**INSTRUCTIONS FOR THE TASK:** Reproduce the OpenVoiceUI text from "Most voice AI" to "any LLM provider." word for word.

Watch the demo -- see voice-to-canvas in action
Quickstart
npx openvoiceui setup
npx openvoiceui startOpen localhost:5001, say "build me a dashboard", and watch it render live.
What is OpenVoiceUI?
Most voice AI platforms sell you a voice API. OpenVoiceUI gives you an entire AI workspace — voice, canvas, skills, agents, media generation — open source and self-hosted.
It's a voice-first AI assistant that doesn't just talk back — it builds live HTML pages mid-conversation, runs 35+ built-in skills, delegates work to parallel sub-agents, and remembers everything across sessions. Works with any LLM. Runs on your hardware. MIT licensed.
Core Features
- Hands-Free Voice Control — Wake word, push-to-talk, or continuous mode. Works with any LLM provider.

**EXCERPTED RECORDS:**
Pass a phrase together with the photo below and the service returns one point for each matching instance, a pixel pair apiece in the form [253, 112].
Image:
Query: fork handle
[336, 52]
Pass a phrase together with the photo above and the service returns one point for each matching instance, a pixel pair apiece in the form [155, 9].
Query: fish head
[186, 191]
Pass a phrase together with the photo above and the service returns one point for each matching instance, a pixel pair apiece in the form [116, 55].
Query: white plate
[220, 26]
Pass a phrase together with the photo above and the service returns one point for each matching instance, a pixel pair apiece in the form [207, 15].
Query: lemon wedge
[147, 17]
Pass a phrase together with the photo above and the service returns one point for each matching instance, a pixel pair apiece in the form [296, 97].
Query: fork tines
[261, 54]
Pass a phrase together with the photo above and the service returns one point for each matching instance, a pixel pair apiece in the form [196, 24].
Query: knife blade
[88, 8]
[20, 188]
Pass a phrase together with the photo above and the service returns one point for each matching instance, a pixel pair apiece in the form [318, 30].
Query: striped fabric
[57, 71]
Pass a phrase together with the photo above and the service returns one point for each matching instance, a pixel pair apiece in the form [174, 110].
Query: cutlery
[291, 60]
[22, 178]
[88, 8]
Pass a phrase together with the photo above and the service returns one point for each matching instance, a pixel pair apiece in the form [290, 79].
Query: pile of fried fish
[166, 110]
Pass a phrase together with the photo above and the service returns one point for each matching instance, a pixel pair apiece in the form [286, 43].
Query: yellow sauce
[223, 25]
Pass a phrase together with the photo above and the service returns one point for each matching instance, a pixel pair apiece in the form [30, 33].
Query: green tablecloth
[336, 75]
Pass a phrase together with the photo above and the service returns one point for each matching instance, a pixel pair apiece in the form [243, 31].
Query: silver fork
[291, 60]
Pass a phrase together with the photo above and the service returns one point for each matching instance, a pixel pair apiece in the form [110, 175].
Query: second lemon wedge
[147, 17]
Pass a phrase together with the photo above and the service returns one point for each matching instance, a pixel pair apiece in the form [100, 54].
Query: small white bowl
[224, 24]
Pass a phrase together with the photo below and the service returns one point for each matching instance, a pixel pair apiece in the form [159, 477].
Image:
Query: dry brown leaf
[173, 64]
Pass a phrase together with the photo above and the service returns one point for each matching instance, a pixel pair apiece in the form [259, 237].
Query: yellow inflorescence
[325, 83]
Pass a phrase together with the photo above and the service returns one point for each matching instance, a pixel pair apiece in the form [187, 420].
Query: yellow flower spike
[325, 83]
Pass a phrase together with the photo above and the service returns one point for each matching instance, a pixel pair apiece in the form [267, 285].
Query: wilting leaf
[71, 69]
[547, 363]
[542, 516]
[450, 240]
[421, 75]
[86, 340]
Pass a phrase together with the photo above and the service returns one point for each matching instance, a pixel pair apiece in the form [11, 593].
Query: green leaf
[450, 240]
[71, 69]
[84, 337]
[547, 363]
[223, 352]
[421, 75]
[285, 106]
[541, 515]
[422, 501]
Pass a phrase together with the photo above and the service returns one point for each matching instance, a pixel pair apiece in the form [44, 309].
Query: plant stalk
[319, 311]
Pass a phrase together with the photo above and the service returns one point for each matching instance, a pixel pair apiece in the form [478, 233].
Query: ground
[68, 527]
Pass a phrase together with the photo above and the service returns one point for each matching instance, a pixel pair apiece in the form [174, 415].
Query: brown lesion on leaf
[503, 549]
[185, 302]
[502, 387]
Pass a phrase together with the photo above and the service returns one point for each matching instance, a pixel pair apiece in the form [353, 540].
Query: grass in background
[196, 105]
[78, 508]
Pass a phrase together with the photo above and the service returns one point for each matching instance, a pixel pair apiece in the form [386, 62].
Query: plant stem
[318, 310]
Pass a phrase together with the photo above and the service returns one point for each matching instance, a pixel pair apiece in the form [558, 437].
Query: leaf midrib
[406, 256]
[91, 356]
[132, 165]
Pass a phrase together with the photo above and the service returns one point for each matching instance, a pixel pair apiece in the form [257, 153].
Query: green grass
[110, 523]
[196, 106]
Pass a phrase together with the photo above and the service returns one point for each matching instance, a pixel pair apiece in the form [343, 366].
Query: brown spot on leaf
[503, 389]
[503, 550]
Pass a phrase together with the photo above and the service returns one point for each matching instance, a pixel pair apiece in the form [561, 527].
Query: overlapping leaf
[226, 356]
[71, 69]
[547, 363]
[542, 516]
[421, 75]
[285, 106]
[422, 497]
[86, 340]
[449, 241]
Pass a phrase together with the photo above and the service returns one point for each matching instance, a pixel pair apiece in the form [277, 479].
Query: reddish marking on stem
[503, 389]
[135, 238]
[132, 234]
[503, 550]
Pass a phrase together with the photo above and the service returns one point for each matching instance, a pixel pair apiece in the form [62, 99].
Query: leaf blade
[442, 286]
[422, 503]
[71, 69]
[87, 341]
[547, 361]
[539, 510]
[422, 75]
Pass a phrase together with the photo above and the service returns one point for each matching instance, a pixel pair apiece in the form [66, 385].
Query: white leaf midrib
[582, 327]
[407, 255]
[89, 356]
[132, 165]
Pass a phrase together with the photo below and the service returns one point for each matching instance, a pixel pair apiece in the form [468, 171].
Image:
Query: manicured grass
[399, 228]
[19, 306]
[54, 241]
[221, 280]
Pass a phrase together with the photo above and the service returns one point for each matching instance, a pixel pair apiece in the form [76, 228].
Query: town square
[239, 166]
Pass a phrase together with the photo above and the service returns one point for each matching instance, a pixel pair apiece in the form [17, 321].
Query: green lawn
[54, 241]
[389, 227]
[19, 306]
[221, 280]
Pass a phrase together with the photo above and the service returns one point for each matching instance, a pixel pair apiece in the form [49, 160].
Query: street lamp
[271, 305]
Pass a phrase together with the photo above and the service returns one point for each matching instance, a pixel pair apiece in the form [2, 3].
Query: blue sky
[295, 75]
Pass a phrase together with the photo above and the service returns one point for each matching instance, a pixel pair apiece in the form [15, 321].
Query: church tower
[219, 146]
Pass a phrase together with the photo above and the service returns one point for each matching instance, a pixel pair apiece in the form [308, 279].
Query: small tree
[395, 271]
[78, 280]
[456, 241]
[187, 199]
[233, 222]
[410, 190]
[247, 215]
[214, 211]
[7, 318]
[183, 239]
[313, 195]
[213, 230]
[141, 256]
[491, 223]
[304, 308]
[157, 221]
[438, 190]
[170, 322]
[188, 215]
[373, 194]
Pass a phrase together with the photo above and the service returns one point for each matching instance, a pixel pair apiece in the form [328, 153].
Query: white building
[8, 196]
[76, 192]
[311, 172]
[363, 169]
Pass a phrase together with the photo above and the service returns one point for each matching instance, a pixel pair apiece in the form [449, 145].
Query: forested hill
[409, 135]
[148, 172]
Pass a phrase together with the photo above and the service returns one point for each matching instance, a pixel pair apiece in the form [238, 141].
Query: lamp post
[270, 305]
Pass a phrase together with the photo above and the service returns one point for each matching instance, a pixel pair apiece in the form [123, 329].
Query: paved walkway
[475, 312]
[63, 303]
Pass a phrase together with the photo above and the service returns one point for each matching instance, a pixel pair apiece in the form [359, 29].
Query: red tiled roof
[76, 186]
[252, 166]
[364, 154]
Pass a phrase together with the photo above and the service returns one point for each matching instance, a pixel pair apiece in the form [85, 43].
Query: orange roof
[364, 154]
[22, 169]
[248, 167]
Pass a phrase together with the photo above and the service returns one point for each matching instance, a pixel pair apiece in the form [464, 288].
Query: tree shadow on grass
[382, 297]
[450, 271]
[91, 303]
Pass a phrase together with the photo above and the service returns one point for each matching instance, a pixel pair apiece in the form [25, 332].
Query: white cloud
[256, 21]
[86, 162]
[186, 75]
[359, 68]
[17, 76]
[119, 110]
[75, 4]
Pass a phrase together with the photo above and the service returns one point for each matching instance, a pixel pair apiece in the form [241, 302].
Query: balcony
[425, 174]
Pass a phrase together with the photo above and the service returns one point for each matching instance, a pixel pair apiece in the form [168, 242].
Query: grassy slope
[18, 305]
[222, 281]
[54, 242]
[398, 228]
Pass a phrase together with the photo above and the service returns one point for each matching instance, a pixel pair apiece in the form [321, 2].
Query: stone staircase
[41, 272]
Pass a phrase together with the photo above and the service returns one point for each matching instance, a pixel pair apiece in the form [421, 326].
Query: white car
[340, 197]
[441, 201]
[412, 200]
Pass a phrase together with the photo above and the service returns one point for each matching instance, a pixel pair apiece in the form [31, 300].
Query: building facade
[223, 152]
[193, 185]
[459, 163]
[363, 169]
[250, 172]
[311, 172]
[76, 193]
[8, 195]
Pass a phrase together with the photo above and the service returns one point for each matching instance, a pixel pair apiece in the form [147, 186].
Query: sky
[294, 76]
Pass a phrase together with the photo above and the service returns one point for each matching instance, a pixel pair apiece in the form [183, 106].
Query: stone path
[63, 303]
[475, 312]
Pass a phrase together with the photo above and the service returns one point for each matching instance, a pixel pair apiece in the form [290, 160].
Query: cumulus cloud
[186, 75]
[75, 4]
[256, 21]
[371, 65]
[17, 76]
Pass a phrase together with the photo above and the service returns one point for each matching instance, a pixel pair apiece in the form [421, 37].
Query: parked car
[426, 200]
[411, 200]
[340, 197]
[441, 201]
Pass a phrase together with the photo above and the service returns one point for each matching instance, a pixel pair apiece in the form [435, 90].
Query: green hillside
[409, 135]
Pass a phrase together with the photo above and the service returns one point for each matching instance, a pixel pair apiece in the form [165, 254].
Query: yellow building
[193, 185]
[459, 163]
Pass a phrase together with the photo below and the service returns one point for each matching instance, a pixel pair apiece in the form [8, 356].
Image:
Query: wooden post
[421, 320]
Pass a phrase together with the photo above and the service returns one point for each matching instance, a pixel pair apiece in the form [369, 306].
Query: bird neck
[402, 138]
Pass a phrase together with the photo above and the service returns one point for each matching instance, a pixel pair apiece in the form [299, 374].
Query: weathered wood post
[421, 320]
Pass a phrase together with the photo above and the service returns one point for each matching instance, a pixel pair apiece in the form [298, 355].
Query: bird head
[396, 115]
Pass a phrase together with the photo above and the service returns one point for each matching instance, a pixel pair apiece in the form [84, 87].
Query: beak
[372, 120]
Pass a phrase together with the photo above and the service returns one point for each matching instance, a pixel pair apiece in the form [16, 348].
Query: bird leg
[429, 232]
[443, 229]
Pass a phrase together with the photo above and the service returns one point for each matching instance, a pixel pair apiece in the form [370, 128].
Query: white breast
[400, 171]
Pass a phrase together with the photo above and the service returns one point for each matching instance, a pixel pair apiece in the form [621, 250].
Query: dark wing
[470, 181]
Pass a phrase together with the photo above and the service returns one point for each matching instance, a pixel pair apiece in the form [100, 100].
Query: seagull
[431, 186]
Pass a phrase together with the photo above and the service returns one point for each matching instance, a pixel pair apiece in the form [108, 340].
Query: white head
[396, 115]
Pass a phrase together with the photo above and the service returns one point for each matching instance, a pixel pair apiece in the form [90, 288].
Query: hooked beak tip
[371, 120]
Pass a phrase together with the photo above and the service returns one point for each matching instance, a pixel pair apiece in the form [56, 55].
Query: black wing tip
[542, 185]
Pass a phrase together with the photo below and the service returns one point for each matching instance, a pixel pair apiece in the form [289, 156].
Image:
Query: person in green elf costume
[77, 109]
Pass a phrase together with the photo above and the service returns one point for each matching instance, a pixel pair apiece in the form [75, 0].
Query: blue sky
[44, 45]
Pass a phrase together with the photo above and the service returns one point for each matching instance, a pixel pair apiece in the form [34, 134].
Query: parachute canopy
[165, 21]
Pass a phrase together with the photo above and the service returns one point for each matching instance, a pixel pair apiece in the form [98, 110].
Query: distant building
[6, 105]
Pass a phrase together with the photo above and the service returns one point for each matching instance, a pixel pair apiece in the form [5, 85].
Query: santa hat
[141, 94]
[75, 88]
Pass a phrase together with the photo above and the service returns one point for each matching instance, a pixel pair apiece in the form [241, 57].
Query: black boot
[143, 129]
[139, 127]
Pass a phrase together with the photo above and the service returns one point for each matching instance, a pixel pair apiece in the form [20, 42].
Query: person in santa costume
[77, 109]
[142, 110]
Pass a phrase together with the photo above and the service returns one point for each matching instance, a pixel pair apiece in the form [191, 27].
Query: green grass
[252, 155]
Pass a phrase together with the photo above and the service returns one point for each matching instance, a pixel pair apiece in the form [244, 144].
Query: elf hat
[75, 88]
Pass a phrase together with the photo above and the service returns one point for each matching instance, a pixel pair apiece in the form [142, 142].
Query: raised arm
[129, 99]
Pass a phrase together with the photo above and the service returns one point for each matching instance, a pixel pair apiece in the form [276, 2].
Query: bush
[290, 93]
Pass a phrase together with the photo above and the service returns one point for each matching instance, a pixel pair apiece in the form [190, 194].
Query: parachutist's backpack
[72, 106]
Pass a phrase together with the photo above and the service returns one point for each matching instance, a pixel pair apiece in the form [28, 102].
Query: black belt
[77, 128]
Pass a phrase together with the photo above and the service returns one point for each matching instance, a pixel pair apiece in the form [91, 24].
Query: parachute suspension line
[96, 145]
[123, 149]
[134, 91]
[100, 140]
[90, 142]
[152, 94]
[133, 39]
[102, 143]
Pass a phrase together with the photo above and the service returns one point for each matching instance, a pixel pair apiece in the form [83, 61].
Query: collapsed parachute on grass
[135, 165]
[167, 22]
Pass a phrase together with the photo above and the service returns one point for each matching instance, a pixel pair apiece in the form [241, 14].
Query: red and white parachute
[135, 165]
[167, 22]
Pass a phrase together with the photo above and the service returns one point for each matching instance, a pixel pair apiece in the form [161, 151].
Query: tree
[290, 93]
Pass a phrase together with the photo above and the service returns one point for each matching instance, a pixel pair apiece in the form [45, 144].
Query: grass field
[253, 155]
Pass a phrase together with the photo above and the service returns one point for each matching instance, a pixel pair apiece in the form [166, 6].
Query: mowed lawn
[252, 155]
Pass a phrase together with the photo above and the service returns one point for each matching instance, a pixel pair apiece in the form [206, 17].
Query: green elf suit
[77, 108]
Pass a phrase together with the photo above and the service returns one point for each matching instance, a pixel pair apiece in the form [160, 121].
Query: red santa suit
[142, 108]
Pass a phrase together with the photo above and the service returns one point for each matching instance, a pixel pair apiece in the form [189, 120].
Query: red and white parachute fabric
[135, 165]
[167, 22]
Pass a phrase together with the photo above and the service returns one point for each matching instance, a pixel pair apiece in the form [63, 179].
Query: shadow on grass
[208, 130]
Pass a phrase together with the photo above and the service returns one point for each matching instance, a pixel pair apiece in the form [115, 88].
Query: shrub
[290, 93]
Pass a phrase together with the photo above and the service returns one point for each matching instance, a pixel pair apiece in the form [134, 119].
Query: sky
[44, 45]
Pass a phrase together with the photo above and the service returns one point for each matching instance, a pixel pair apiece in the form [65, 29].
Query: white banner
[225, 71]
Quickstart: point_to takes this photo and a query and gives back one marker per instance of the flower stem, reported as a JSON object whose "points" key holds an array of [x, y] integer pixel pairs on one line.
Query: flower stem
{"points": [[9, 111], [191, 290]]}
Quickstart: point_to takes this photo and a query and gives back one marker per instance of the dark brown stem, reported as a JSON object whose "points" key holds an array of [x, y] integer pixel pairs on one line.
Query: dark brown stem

**OUTPUT BELOW:**
Most voice AI platforms sell you a voice API. OpenVoiceUI gives you an entire AI workspace — voice, canvas, skills, agents, media generation — open source and self-hosted.
It's a voice-first AI assistant that doesn't just talk back — it builds live HTML pages mid-conversation, runs 35+ built-in skills, delegates work to parallel sub-agents, and remembers everything across sessions. Works with any LLM. Runs on your hardware. MIT licensed.
Core Features
- Hands-Free Voice Control — Wake word, push-to-talk, or continuous mode. Works with any LLM provider.